* **Exercise instructions**
Edit the records below so that "wooden plank" becomes "wooden board", keeping every other line and character as it is.

Raw records:
start
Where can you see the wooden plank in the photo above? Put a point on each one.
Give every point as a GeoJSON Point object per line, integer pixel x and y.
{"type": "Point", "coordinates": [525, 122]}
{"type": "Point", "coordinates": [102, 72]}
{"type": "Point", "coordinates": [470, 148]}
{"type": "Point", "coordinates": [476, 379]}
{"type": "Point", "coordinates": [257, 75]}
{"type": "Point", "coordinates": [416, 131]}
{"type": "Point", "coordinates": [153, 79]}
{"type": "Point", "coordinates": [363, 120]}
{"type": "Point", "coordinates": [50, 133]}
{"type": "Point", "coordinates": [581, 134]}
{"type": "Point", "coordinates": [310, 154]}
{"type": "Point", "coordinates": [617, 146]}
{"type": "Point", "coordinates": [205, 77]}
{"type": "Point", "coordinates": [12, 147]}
end
* **Exercise result**
Where can you see the wooden board in the photo above? Put a point on each one.
Give every point as a GeoJSON Point object per line, integer pixel x and y.
{"type": "Point", "coordinates": [525, 122]}
{"type": "Point", "coordinates": [102, 72]}
{"type": "Point", "coordinates": [470, 148]}
{"type": "Point", "coordinates": [476, 379]}
{"type": "Point", "coordinates": [257, 75]}
{"type": "Point", "coordinates": [416, 131]}
{"type": "Point", "coordinates": [153, 79]}
{"type": "Point", "coordinates": [363, 120]}
{"type": "Point", "coordinates": [50, 133]}
{"type": "Point", "coordinates": [581, 134]}
{"type": "Point", "coordinates": [310, 154]}
{"type": "Point", "coordinates": [617, 146]}
{"type": "Point", "coordinates": [205, 77]}
{"type": "Point", "coordinates": [12, 147]}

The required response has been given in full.